*Extracted data entries:*
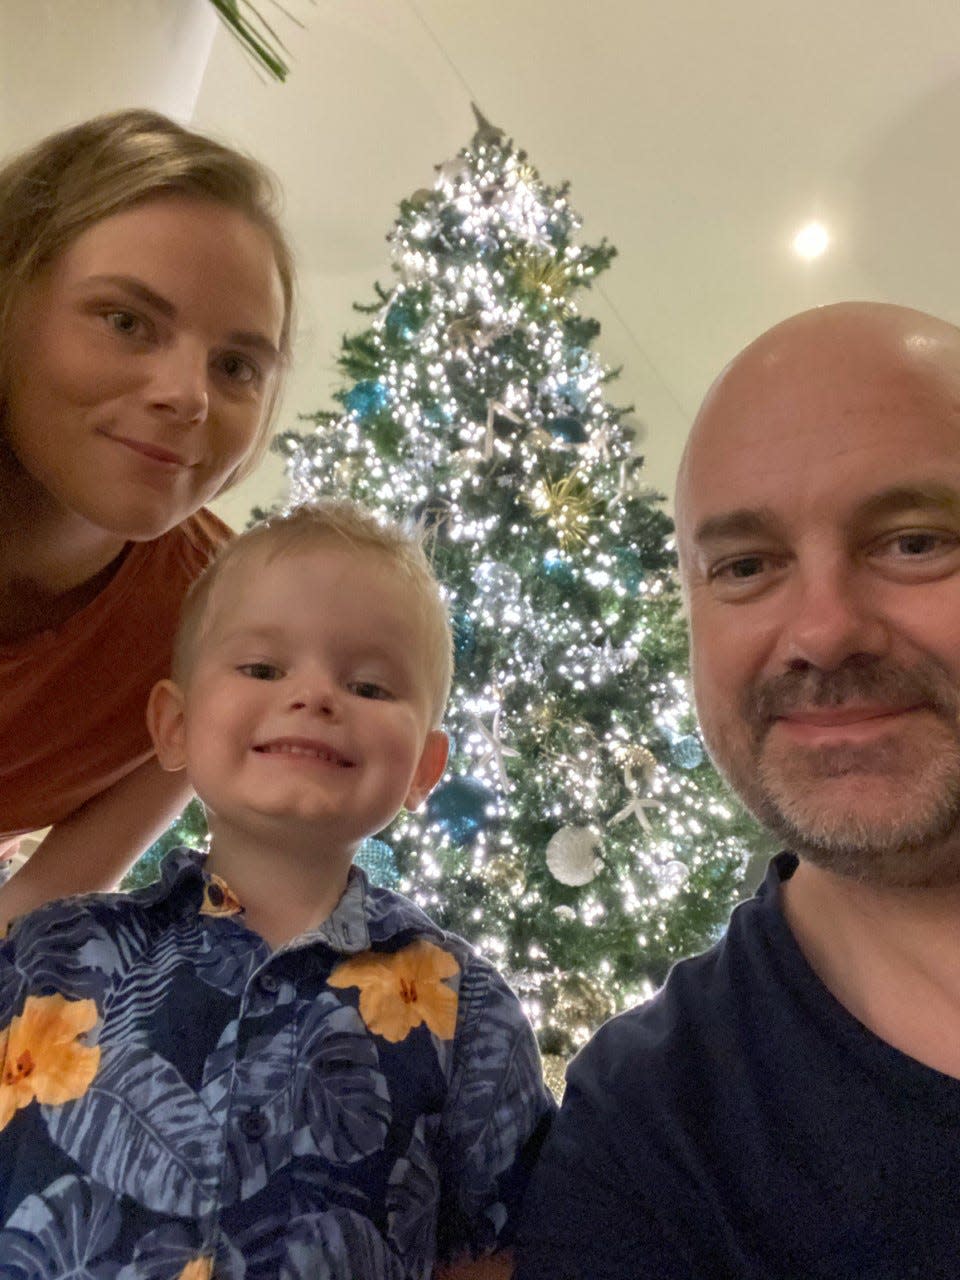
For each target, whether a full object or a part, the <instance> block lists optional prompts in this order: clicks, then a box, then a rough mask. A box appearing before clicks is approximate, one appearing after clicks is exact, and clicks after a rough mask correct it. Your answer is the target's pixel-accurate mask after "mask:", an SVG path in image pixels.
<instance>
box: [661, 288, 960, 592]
mask: <svg viewBox="0 0 960 1280" xmlns="http://www.w3.org/2000/svg"><path fill="white" fill-rule="evenodd" d="M893 389H896V390H897V392H900V393H902V394H905V396H906V397H908V398H910V399H914V401H918V402H920V401H923V399H924V398H928V397H929V396H931V394H940V393H943V392H946V396H947V402H952V404H954V410H955V411H956V413H957V421H959V422H960V329H957V328H956V326H955V325H952V324H947V323H946V321H945V320H938V319H937V317H936V316H931V315H925V314H924V312H923V311H914V310H911V308H910V307H900V306H893V305H891V303H883V302H838V303H835V305H832V306H826V307H815V308H814V310H812V311H803V312H800V315H796V316H791V317H790V319H788V320H783V321H782V323H781V324H778V325H774V326H773V328H772V329H768V330H767V333H764V334H762V335H760V337H759V338H756V339H755V340H754V342H751V343H750V346H748V347H745V348H744V351H741V352H740V355H739V356H736V357H735V358H733V360H732V361H731V362H730V364H728V365H727V367H726V369H724V370H723V371H722V372H721V374H719V376H718V378H717V380H716V381H714V383H713V385H712V387H710V389H709V392H708V393H707V398H705V399H704V402H703V406H701V407H700V411H699V413H698V415H696V419H695V420H694V425H692V428H691V430H690V435H689V438H687V443H686V448H685V451H684V457H682V460H681V463H680V470H678V474H677V488H676V518H677V539H678V547H680V554H681V566H684V567H686V563H687V561H689V550H690V539H691V536H692V532H694V530H692V529H691V524H690V513H691V508H692V507H694V506H699V499H700V495H701V493H703V492H704V489H707V492H708V493H709V489H710V480H709V474H710V471H712V470H713V466H714V460H716V456H717V452H718V451H719V452H731V451H741V449H742V448H744V445H745V444H746V440H745V439H744V433H742V431H741V430H740V428H748V429H749V428H760V429H762V430H764V431H765V433H768V434H769V436H772V438H774V439H787V438H790V436H792V435H796V434H797V433H804V431H805V430H808V428H809V426H810V425H812V422H813V421H820V422H829V424H832V426H833V429H835V430H836V431H837V433H840V434H841V435H842V431H844V422H845V419H846V416H847V415H849V412H850V410H851V403H850V402H851V398H854V397H859V398H861V399H865V401H868V402H869V401H873V402H874V410H876V413H877V419H878V421H879V420H884V419H888V416H890V413H891V412H893V402H892V399H891V398H890V396H888V393H890V392H891V390H893ZM895 398H896V397H895ZM895 398H893V399H895ZM742 465H744V466H745V467H749V466H750V458H749V456H746V454H742Z"/></svg>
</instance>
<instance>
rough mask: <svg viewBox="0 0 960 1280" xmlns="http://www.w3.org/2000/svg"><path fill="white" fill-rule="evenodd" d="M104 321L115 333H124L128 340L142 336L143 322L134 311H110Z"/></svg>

*Work to be completed:* Output every one of the lines above verbatim, leaving out the pictures.

*Result of the task:*
For each target, whether a full object or a part, the <instance> block lists optional prompts in this order: clicks, then a box, then a rough mask. A box appearing before clicks is approximate, one appearing after clicks is exact, and clicks after a rough mask correct it. Your answer is the target's pixel-accurate mask after "mask:", an SVG path in image pixels.
<instance>
box: [661, 288, 960, 592]
mask: <svg viewBox="0 0 960 1280" xmlns="http://www.w3.org/2000/svg"><path fill="white" fill-rule="evenodd" d="M893 389H896V390H897V392H900V393H902V394H905V396H906V397H908V398H910V399H914V401H918V402H920V401H923V399H924V398H928V397H929V396H931V394H940V393H943V392H946V396H947V402H952V404H954V410H955V411H956V413H957V421H959V422H960V329H957V328H956V326H955V325H952V324H947V323H946V321H945V320H938V319H937V317H936V316H931V315H925V314H924V312H923V311H914V310H911V308H910V307H900V306H893V305H891V303H883V302H838V303H835V305H832V306H826V307H815V308H814V310H812V311H803V312H800V315H796V316H791V317H790V319H788V320H783V321H782V323H781V324H778V325H774V326H773V328H772V329H768V330H767V333H764V334H762V335H760V337H759V338H756V339H755V340H754V342H751V343H750V346H748V347H745V348H744V351H741V352H740V355H739V356H736V357H735V358H733V360H732V361H731V362H730V364H728V365H727V367H726V369H724V370H723V371H722V372H721V374H719V376H718V378H717V380H716V381H714V383H713V385H712V387H710V389H709V392H708V393H707V398H705V399H704V402H703V406H701V407H700V411H699V413H698V415H696V419H695V420H694V425H692V428H691V430H690V435H689V438H687V443H686V448H685V451H684V457H682V460H681V463H680V470H678V474H677V488H676V518H677V539H678V547H680V554H681V566H684V567H686V563H687V561H689V550H690V539H691V536H692V532H694V530H692V529H691V524H690V513H691V508H692V507H694V506H699V499H700V495H701V493H703V492H704V489H707V492H708V493H709V489H710V480H709V474H710V471H712V470H713V466H714V460H716V456H717V452H718V451H719V452H731V451H741V449H742V448H744V445H745V444H746V440H745V439H744V433H742V431H741V430H740V428H748V429H749V428H760V429H762V430H764V431H765V433H768V434H769V436H772V438H774V439H787V438H790V436H792V435H796V434H797V433H804V431H805V430H808V428H809V426H810V425H812V422H813V421H820V422H829V424H832V426H833V429H835V430H836V431H837V433H840V434H841V435H842V431H844V422H845V419H846V416H847V415H849V412H850V410H851V403H850V402H851V398H854V397H859V398H861V399H865V401H868V402H869V401H873V402H874V410H876V413H877V419H878V421H879V420H884V419H888V416H890V413H891V412H893V402H892V399H891V398H890V396H888V393H890V392H891V390H893ZM895 398H896V397H895ZM895 398H893V399H895ZM742 465H744V466H745V467H749V466H750V458H749V456H746V454H742Z"/></svg>
</instance>
<instance>
rough mask: <svg viewBox="0 0 960 1280" xmlns="http://www.w3.org/2000/svg"><path fill="white" fill-rule="evenodd" d="M104 321L115 333H124L128 340L142 336L143 322L134 311H110Z"/></svg>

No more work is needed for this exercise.